— start ARTICLE —

# New GU!!!



## jarett_Harrison (Jan 21, 2010)

hello everyone! Im getting another tegu from bobby!!! Im so excited! My baby i got in the summer is sleeping and gets mad if i try to bug him. So since august i have not had any tegu love!! Around what time do they wake up? I'm tired of waiting! haha. So yeah i just wanted to share with everyone that im getting another one of the awesome animals!!!


----------



## isdrake (Jan 21, 2010)

Congratulations. Seems like people have trouble with only having one Tegu, haha.

We where only planning on having one. But after a month we got our second one.


----------



## jarett_Harrison (Jan 26, 2010)

Well everyone, My baby will be here tomorrow!!!!! I cant wait! Ill post some pictures tomorrow after he/she is home!


----------



## Melissa (Jan 27, 2010)

Congrats hope u get a healthy baby (sure it will be from bobby 8) ) we are also thinking of adding another we have a baby from purdyxroy last yr and we are thinking of getting an extreme from bobby maybe this yr. good luck with your new gu


----------



## TanMan57 (Jan 27, 2010)

I also want a new gu but it will have to wait till next year hopefully a red. But when you do get it post pics I love to see new tegu's!

— end ARTICLE —
— start ENTRIES SUPPLIED —

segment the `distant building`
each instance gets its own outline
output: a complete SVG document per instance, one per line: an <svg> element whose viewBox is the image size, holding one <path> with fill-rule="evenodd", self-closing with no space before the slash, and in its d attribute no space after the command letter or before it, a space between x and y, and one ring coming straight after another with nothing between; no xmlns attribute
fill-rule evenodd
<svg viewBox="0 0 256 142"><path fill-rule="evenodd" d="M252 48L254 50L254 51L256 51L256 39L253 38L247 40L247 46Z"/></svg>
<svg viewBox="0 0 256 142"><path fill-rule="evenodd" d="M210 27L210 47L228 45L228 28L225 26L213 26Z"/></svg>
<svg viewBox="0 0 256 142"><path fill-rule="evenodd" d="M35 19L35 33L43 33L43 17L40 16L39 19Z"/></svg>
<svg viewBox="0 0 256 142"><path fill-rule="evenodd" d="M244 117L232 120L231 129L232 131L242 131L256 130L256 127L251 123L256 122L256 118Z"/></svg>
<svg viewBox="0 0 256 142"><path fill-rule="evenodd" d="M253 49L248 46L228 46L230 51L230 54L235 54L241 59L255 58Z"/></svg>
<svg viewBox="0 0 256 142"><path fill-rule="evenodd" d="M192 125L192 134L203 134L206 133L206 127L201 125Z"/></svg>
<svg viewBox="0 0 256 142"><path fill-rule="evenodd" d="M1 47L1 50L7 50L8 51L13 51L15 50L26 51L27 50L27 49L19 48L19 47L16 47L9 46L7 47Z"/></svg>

— end ENTRIES SUPPLIED —
— start ENTRIES SUPPLIED —

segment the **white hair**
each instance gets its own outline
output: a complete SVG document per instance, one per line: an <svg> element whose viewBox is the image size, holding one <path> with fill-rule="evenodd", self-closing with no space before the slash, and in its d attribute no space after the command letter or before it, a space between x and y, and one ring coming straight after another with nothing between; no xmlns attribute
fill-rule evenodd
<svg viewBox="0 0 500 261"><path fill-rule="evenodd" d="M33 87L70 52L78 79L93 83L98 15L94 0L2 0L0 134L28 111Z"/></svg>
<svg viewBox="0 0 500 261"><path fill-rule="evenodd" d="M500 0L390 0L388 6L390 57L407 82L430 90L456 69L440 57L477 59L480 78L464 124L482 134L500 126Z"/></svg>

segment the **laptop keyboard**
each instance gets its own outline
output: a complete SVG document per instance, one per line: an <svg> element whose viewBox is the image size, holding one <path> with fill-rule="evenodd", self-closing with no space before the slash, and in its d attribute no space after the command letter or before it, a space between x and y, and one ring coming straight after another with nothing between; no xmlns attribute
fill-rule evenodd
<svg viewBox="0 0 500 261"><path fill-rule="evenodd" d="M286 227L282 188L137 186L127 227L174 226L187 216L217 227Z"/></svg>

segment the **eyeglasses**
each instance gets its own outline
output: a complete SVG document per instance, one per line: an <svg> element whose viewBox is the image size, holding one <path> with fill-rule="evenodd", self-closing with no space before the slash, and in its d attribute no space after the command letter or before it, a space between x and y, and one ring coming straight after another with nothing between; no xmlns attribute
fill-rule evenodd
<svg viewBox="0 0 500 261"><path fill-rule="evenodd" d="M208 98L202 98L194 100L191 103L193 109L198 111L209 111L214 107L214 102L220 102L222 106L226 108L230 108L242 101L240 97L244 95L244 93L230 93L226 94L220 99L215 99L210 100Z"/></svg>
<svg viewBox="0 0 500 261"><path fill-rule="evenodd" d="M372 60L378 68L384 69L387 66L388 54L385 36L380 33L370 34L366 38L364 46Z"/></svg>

— end ENTRIES SUPPLIED —

> _EXERCISE INSTRUCTIONS_
A) Return the portion of the tegu thread from "# New GU!!!" up to and including "the awesome animals!!!".
B) Resume the forum thread about the new tegu from where it stops.
This material has no connection to the tegu thread.

> _THE RESULTS_
A)
# New GU!!!



## jarett_Harrison (Jan 21, 2010)

hello everyone! Im getting another tegu from bobby!!! Im so excited! My baby i got in the summer is sleeping and gets mad if i try to bug him. So since august i have not had any tegu love!! Around what time do they wake up? I'm tired of waiting! haha. So yeah i just wanted to share with everyone that im getting another one of the awesome animals!!!

B)
----------



## jarett_Harrison (Jan 27, 2010)

Here he is!!


----------



## jarett_Harrison (Jan 27, 2010)

and here is his cage


----------



## jarett_Harrison (Jan 28, 2010)

What do all of you think about my new baby?


----------



## jarett_Harrison (Feb 1, 2010)

Well today, we ate for the first time! Not much, but my mom was making shepards pie (mixture of ground up roast and corn and mashed potatoes) and i stole a little bit to see if he liked it. And he started licking it right up! He didnt eat much, but its a start! After that he basked for about thirty minutes and then went back to sleep.


----------



## sclevenger08 (Feb 1, 2010)

Wow, any tegu who likes mashed potatoes is great in my book. lol. He's super cute<3


----------



## jarett_Harrison (Feb 1, 2010)

lol he only got the roast. no potatoes or corn.


----------



## txrepgirl (Feb 2, 2010)

Congrats on your new Tegu. He's cute. You were smart getting one from Bobby. He is one of the best breeders out there and he's a great ( very caring ) guy. Your first Tegu should wake up soon. The hibernation season can last up until the end off March. But since yours went down in August I'm sure he will come up sooner. I know it's very hard to just have one Tegu. We have six off them now lol. 4 are hibernating and 2 are not.


----------



## KSTAR (Feb 2, 2010)

Cool little guy you got there


----------



## Adam87 (Feb 2, 2010)

im getting my first tegu from bobby as well he'll be here tomorrow im so stoked


----------



## themedic (Feb 2, 2010)

you will surely enjoy your tegus if you purchased them through bobby, mine are sleeping and im counting down the days till they wake up


----------



## Tegutalker (Jul 14, 2010)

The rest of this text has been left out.